# Your task
Please revise every one of the entries below so that "white cloud" becomes "cumulus cloud" and nothing else changes, and leave the pictures out of your answer.
— START —
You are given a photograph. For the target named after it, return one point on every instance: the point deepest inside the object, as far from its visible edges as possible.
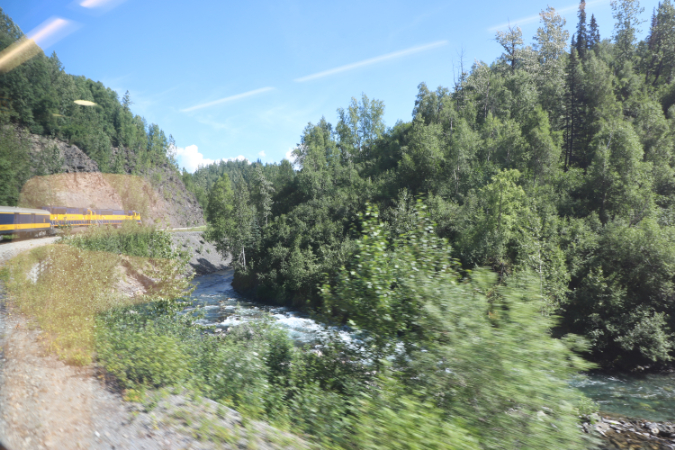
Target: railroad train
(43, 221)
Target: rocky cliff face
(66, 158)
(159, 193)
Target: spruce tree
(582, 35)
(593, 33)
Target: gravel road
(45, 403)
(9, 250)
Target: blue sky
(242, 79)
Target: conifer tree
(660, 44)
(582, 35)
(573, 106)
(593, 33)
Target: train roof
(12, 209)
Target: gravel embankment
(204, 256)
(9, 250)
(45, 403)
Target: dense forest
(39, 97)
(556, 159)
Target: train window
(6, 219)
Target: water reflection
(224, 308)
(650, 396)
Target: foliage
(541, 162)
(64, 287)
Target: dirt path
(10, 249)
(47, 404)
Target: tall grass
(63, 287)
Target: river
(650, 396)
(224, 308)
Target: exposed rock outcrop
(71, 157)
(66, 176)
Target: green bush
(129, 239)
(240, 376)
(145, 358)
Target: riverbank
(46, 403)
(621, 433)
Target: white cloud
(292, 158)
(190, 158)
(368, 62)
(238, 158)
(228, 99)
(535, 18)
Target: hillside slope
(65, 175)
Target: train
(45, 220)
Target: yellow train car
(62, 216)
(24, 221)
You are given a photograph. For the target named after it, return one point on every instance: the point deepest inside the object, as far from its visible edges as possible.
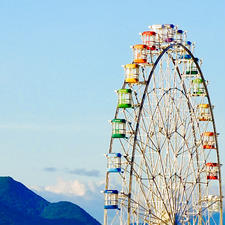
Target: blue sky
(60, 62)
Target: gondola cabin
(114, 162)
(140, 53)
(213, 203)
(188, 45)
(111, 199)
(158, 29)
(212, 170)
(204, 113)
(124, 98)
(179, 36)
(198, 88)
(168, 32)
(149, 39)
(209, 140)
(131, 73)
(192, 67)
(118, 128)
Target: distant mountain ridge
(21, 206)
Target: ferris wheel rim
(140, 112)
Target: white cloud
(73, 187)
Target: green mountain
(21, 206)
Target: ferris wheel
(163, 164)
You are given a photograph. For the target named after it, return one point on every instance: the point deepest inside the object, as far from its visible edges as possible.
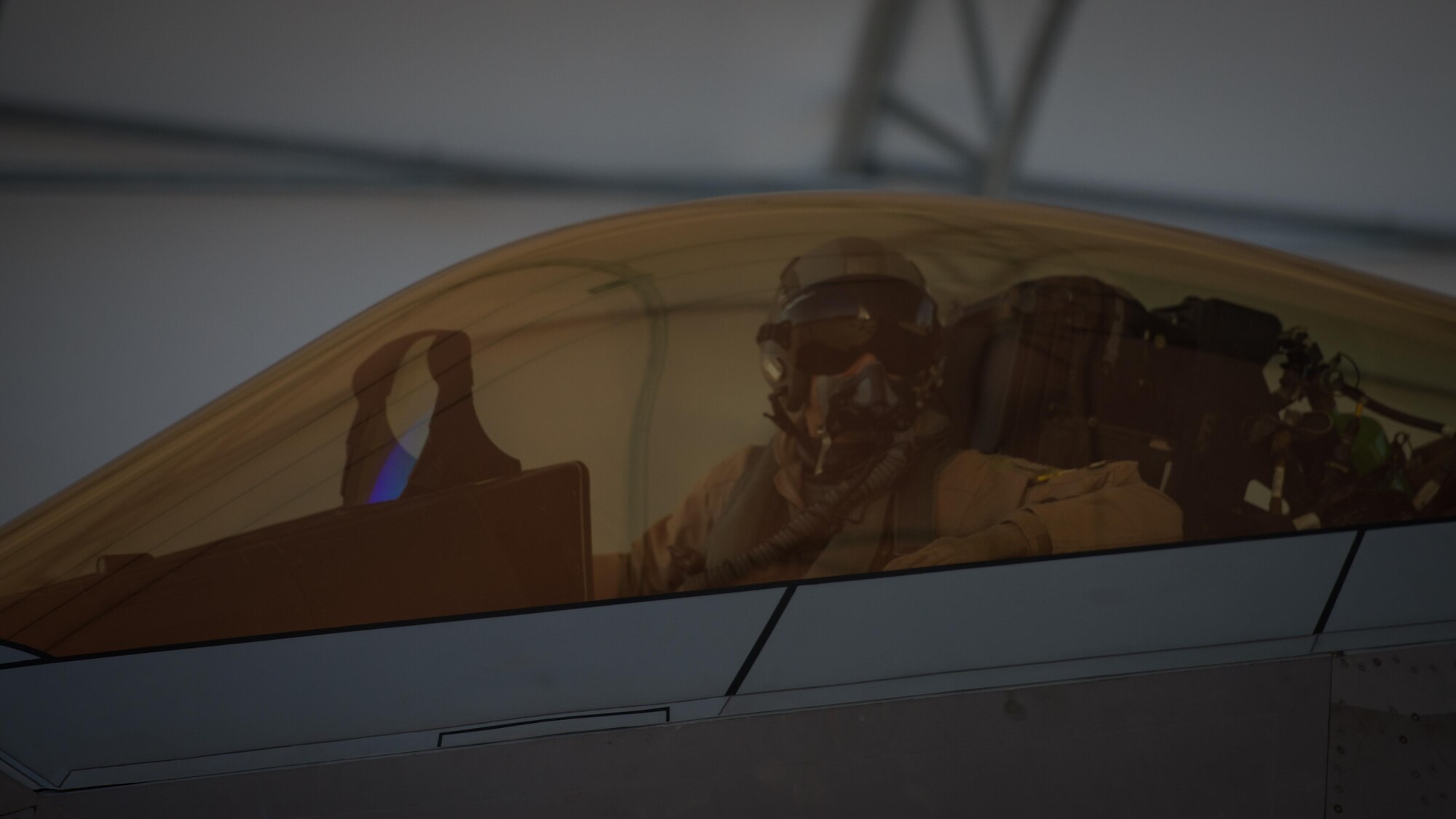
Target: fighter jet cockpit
— END —
# Exercise output
You are given a photograph. For the target named after it, return one point on every instance: the point deepest inside the object, as far from its visible edges as possible.
Target: railroad train
(43, 221)
Target: rocky cliff face
(66, 158)
(159, 193)
Target: spruce tree
(582, 35)
(593, 33)
Target: gravel road
(45, 403)
(9, 250)
Target: blue sky
(242, 79)
Target: conifer tree
(660, 44)
(582, 35)
(573, 106)
(593, 33)
Target: train roof
(12, 209)
Target: gravel embankment
(204, 256)
(9, 250)
(45, 403)
Target: dense forest
(39, 97)
(556, 159)
Target: train window
(6, 219)
Target: water reflection
(224, 308)
(650, 396)
Target: foliage
(541, 162)
(64, 287)
Target: dirt path
(10, 249)
(47, 404)
Target: tall grass
(63, 287)
Target: river
(650, 396)
(224, 308)
Target: exposed rock outcrop
(71, 157)
(66, 176)
Target: green bush
(129, 239)
(240, 376)
(145, 358)
Target: riverbank
(46, 403)
(621, 433)
Target: cumulus cloud
(292, 158)
(190, 158)
(368, 62)
(238, 158)
(228, 99)
(535, 18)
Target: hillside slope
(65, 175)
Target: train
(45, 220)
Target: yellow train car
(62, 216)
(24, 221)
You are given a photograph. For the target named after it, return one point on every instance: the point deepest inside the object, as far from its visible edges as possible.
Target: blue sky
(60, 62)
Target: gondola cabin
(114, 162)
(140, 53)
(213, 203)
(188, 45)
(111, 199)
(158, 29)
(212, 170)
(204, 113)
(124, 98)
(179, 36)
(198, 88)
(168, 32)
(149, 39)
(209, 140)
(131, 73)
(192, 67)
(118, 128)
Target: distant mountain ridge
(21, 206)
Target: ferris wheel rim
(140, 112)
Target: cumulus cloud
(73, 187)
Target: green mountain
(21, 206)
Target: ferris wheel
(163, 164)
You are given a photograph. For the target named after it, return one point on every instance: the point deepest inside the object, as far from its visible edges as possible.
Target: fighter jet cockpit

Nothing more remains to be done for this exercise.